**Job:** Please copy every line of the entries below, wording and answers alike, and add 8 to each x and y coordinate in the answers.

**Information given:**
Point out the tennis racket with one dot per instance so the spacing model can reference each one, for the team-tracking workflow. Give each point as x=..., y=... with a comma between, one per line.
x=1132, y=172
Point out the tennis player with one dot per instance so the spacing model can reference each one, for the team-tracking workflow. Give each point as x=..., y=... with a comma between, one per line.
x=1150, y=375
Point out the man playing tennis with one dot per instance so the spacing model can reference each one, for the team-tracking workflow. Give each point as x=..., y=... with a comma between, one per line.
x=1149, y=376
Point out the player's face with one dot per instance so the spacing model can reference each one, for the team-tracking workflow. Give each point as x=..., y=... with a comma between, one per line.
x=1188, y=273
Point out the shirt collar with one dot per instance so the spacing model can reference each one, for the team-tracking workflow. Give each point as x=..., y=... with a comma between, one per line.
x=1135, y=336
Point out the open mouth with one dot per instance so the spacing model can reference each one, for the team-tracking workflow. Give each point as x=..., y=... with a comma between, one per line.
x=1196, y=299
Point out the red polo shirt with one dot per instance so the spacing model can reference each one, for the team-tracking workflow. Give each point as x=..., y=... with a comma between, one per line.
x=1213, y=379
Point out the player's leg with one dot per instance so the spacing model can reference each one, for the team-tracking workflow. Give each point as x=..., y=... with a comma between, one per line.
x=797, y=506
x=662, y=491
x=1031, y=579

**Output of the exercise:**
Point out the tennis racket with one dot per instance so the spacing model can reference each one, for the team-tracking workflow. Give each point as x=..., y=... with a comma between, one per line.
x=1140, y=180
Point out the tennis player with one dot per instance so the spacing model can reference each one, for the team-tracking workflow. Give each point as x=..., y=... with a comma between, one per line.
x=1158, y=383
Point out the man playing tennis with one dot per instance so the spacing model can reference each one, for the team-tracking workflow. Give each point as x=..., y=... with a comma between, one per line.
x=1157, y=384
Point out the player's face with one dot per instance so the spacing model can reference each one, for the team-tracking workflow. Give each point as x=..., y=... with a comma between, one per line.
x=1196, y=281
Point out the shirt collar with one dot per instance so the spacing model can reference each one, for the team-tracking workflow. Give each point as x=..., y=... with a comma between, one per line.
x=1143, y=344
Point out the open mouth with one dot per instance so the spacing model can reference each one, for the team-tracking workflow. Give each point as x=..., y=... with a comma between, one per line.
x=1204, y=307
Point out the red polo shirt with one dot per instance so the spacing model can reference each one, for the team-tracking workflow. Give each point as x=..., y=... with a comma between, one per line.
x=1221, y=387
Point out the player's leg with one dot per instance so the spacing model can reference each one, for the team-tracking workflow. Give each point as x=..., y=... with a comma between, one per line.
x=805, y=514
x=670, y=499
x=1039, y=587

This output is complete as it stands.